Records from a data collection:
☆ ☆ ☆

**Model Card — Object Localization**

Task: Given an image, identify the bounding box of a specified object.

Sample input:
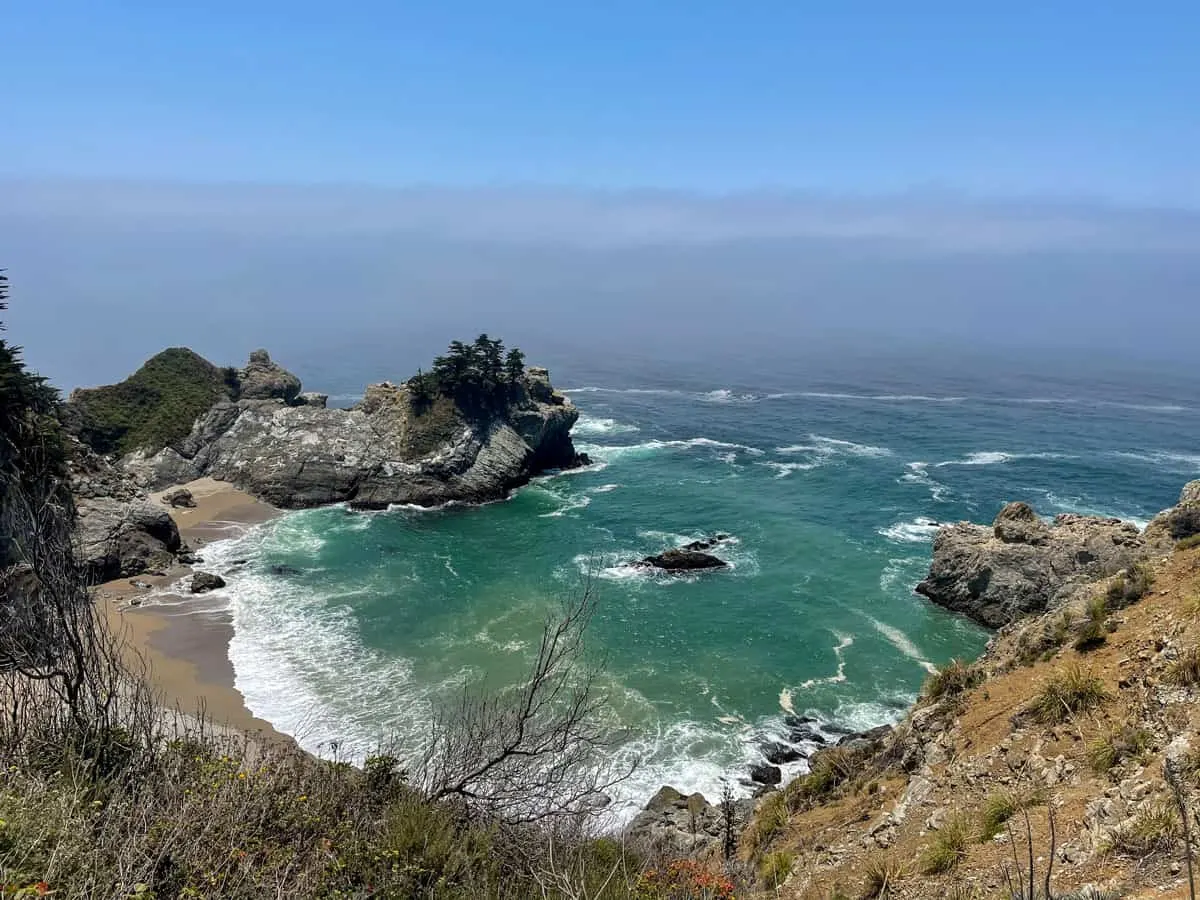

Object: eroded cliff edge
[72,350,584,520]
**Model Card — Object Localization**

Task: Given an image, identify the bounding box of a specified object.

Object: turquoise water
[206,357,1200,806]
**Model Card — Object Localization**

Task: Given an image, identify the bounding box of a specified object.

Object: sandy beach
[97,479,286,739]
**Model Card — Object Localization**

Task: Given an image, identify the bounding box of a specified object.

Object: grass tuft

☆ ☆ ☆

■ Directions for this task ■
Scale the material above by rewriting every line, requests included, with each bounding-box coordinate multiplied by 0.9 and rounded to a whole number, halves rounding up. Leave the pictures out of your answer.

■ Task solution ■
**Model Card — Object Localization**

Task: Given an image, identify the bounding box of a specified object.

Sample input:

Object: eroded cliff edge
[65,315,526,468]
**Model Card — Object Localization**

Task: Given an image, identify the bounding box of a specified object.

Object: turquoise water
[185,321,1080,725]
**Model Card — Object Localization**

Task: Given an image, identify the bounding box of a specified object.

Object: sandy beach
[87,431,257,665]
**Model Card — Object Localization**

Task: Given an image, identify the bounding box of a specified object.

Object: grass tuft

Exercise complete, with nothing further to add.